#### What the task asks
Quote every line below exactly as it reads.

[Entries from a dataset]
==============================

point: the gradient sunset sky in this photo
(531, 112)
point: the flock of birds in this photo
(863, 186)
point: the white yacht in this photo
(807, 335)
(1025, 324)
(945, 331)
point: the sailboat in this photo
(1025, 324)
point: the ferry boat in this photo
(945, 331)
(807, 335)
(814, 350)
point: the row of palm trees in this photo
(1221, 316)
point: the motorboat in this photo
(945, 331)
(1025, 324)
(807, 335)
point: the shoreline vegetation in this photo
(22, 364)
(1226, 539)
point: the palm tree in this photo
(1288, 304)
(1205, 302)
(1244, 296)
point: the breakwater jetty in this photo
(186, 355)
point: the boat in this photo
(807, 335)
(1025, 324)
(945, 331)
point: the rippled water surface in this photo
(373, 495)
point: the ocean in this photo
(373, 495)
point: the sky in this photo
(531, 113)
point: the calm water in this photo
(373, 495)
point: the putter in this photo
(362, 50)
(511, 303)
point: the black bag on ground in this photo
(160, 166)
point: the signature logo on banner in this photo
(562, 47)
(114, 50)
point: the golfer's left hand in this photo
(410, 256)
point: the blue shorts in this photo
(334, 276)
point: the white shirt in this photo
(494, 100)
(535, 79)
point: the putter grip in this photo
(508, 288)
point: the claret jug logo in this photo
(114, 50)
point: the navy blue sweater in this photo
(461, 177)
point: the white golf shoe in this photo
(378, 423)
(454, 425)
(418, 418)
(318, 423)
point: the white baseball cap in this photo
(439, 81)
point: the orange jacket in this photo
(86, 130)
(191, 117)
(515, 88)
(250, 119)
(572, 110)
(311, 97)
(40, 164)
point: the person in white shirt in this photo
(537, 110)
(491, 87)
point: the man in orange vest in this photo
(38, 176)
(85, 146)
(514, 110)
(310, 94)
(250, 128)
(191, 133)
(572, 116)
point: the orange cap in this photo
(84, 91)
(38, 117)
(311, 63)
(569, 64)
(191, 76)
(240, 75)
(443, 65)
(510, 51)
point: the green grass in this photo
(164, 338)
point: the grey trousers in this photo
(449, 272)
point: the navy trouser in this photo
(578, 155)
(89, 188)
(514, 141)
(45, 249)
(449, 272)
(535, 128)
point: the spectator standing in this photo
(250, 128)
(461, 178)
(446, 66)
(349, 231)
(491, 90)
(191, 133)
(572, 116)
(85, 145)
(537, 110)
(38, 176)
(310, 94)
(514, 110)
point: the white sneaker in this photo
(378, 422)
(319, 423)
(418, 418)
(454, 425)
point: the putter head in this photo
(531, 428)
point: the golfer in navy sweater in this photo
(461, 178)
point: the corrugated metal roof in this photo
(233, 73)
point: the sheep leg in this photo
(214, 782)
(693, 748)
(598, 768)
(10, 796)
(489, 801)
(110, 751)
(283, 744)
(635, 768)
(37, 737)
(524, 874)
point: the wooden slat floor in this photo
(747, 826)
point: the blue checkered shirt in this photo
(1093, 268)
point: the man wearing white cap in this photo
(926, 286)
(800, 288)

==============================

#### Correct response
point: the gradient sunset sky in this photo
(531, 112)
point: the flock of birds in this photo
(863, 186)
point: the white yacht in this photo
(807, 335)
(1025, 324)
(945, 331)
point: the sailboat in this photo
(1025, 324)
point: the ferry boat in this photo
(945, 331)
(807, 335)
(814, 350)
point: the row of palm trees in this photo
(1221, 316)
point: the motorboat in this photo
(945, 331)
(1025, 324)
(807, 335)
point: the shoreline vegetation in this photo
(22, 364)
(1226, 539)
point: the palm tree in this photo
(1288, 304)
(1205, 302)
(1244, 296)
point: the breakwater jetty in this photo
(186, 355)
point: the boat in this photo
(807, 335)
(1025, 324)
(945, 331)
point: the rippled water surface in this photo
(373, 495)
point: the ocean in this photo
(373, 495)
point: the sky in this photo
(531, 113)
point: the calm water in this photo
(373, 495)
point: the putter in this photo
(362, 50)
(511, 303)
point: the black bag on ground in this photo
(160, 166)
point: the signature logo on banner in this photo
(562, 47)
(114, 50)
point: the golfer's left hand in this photo
(410, 256)
point: the blue shorts in this photo
(334, 276)
point: the white shirt in this photo
(494, 100)
(535, 79)
point: the putter grip in this photo
(508, 288)
point: the claret jug logo in this photo
(114, 50)
point: the navy blue sweater in this photo
(461, 177)
point: the white golf shoe in this photo
(378, 423)
(454, 425)
(418, 418)
(318, 423)
point: the white baseball cap in this photo
(439, 81)
point: the orange jacket in this photo
(86, 130)
(191, 117)
(515, 88)
(250, 119)
(572, 110)
(311, 97)
(40, 164)
point: the person in white shirt in this photo
(537, 110)
(491, 87)
point: the man in orange vest in this photo
(38, 176)
(85, 146)
(514, 110)
(310, 94)
(250, 128)
(191, 133)
(572, 116)
point: the orange cap in this photo
(84, 91)
(38, 117)
(311, 63)
(569, 64)
(191, 76)
(240, 75)
(443, 65)
(510, 51)
point: the green grass in this photo
(164, 338)
point: the grey trousers in this photo
(449, 272)
point: the navy trouser in this photo
(578, 155)
(89, 188)
(514, 141)
(45, 249)
(449, 272)
(535, 128)
point: the spectator standing in this photo
(250, 128)
(461, 178)
(446, 66)
(349, 231)
(491, 90)
(191, 133)
(572, 116)
(85, 145)
(537, 110)
(38, 176)
(310, 94)
(514, 110)
point: the white sneaker in this photo
(378, 422)
(319, 423)
(418, 418)
(454, 425)
point: the putter head in this photo
(531, 428)
point: the golfer in navy sweater in this photo
(461, 178)
point: the corrugated metal roof in this photo
(233, 73)
point: the sheep leg in this photo
(214, 782)
(693, 748)
(598, 768)
(10, 796)
(489, 801)
(110, 751)
(283, 744)
(635, 768)
(37, 737)
(524, 874)
point: the wooden slat floor in this photo
(747, 826)
point: the blue checkered shirt in this photo
(1093, 268)
point: the man wearing white cap in this photo
(926, 286)
(800, 288)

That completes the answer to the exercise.